ABOUT THIS TASK → For this exercise, return all the data word for word, with images left out.

DATA FOR REVIEW →
-.-.-
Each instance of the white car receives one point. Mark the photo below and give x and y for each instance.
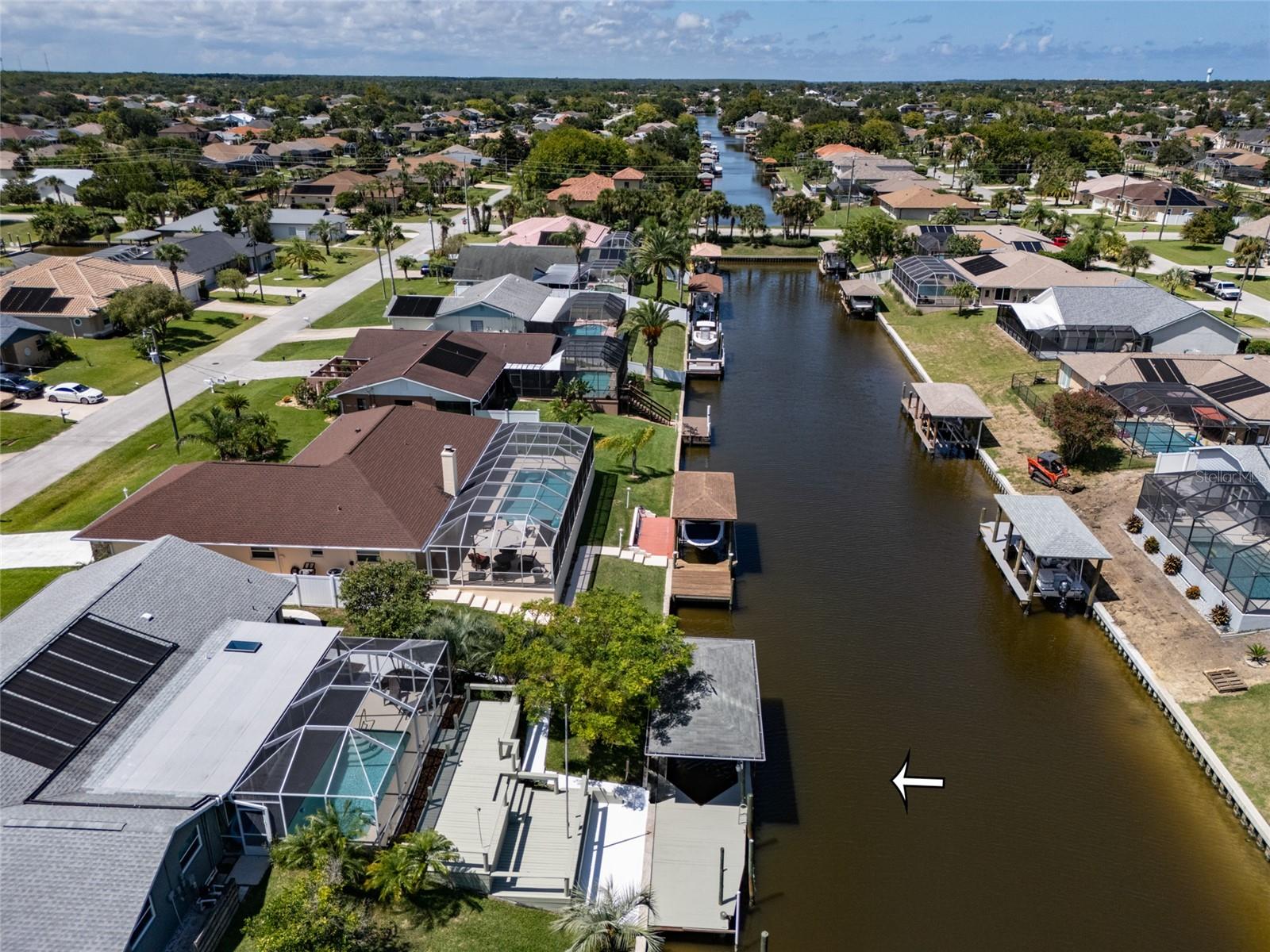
(71, 393)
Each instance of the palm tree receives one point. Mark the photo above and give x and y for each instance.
(413, 863)
(302, 254)
(651, 319)
(324, 232)
(629, 444)
(171, 255)
(611, 922)
(1134, 257)
(325, 839)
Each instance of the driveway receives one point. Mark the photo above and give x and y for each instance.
(29, 473)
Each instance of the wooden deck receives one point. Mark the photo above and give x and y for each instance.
(694, 582)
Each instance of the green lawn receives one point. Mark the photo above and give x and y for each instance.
(321, 274)
(21, 432)
(306, 349)
(90, 490)
(668, 351)
(19, 584)
(444, 920)
(622, 575)
(1187, 253)
(253, 298)
(368, 309)
(1236, 727)
(112, 365)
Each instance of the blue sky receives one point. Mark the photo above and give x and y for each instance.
(654, 38)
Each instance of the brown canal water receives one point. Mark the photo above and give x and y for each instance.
(1071, 819)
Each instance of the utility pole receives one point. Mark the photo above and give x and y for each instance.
(156, 357)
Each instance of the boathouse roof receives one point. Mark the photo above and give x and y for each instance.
(1051, 528)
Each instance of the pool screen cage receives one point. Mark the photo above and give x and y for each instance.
(353, 738)
(1221, 520)
(1164, 418)
(512, 520)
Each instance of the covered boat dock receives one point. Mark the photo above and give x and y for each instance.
(1043, 549)
(949, 416)
(704, 508)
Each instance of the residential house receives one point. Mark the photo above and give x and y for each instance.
(920, 203)
(391, 482)
(23, 346)
(285, 224)
(1130, 317)
(67, 295)
(149, 744)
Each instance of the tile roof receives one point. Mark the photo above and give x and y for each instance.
(372, 480)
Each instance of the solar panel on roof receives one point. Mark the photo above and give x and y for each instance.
(73, 685)
(454, 359)
(982, 266)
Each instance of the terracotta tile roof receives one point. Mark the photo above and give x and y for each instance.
(584, 188)
(88, 283)
(372, 480)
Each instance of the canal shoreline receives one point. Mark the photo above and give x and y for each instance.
(1193, 739)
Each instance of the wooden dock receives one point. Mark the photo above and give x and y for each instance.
(696, 582)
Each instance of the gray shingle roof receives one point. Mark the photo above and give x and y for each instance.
(713, 711)
(1051, 528)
-.-.-
PROBLEM SOLUTION →
Each instance of the white car receives one point. Mark the photo below and give x and y for each instance.
(71, 393)
Each instance of the palm tree receives one point. Mark the photo above and give x and y for each instance.
(413, 863)
(302, 254)
(651, 319)
(324, 232)
(629, 444)
(171, 255)
(611, 922)
(1134, 257)
(325, 839)
Each instance of the driveway receives one point. Mark the photo above and give x and y for each instance.
(29, 473)
Each instance of the wooden deck receives one point. Mark the photo above and give x and y for each instance.
(694, 582)
Each instance of the green lawn receives one point. Mark the photo above and give x and y for each instance.
(321, 274)
(21, 432)
(306, 349)
(90, 490)
(668, 351)
(19, 584)
(444, 920)
(622, 575)
(1187, 253)
(253, 298)
(368, 309)
(1236, 727)
(112, 365)
Each instance of the blue sky receives one point. Mark the photo above and give x and y for each instance.
(654, 38)
Each instance of the brown canal water receives one point. Mark the photo above and give x and y for each instance.
(1071, 819)
Each instance of the utility pole receives one point. Mark the photo above and give x and y for each instance.
(156, 357)
Each instance of the boathouse roof receives one point. Mark the photo above and give x and y for each instance.
(1051, 528)
Each instance of the pool screen cage receives one point. Mark the photo above and give x and y for each instance.
(353, 738)
(1221, 520)
(1164, 418)
(512, 520)
Each instance of the covered boat dock receives one point. Mark the photo above and give x and y for each instance.
(1043, 549)
(949, 416)
(704, 508)
Each instance of the residential house receives one point. Mark the photo above and give x and y for each instance.
(920, 203)
(391, 482)
(23, 346)
(285, 224)
(1130, 317)
(67, 295)
(149, 744)
Each instance of the tile roof receives one point. Mark the photo above and give x and y for each instance.
(372, 480)
Each instance of the solar panel on roof receives one point. Mark the photo above and give x and y for each instance.
(73, 685)
(454, 359)
(982, 266)
Each instance of the terracotta tile roof receives one point. Mark the photo above and give x and y for each instance.
(584, 188)
(88, 283)
(372, 480)
Each instance of the canal shoreline receives one point. Mark the photo above and give x and y for each instance.
(1193, 739)
Each instance of the wooden dock receives one point. Mark the photo above and give x and y for each instance.
(696, 582)
Each instance of the gray shingle roof receives one point. Mark the photo above and give x and y for each instance.
(713, 711)
(1051, 528)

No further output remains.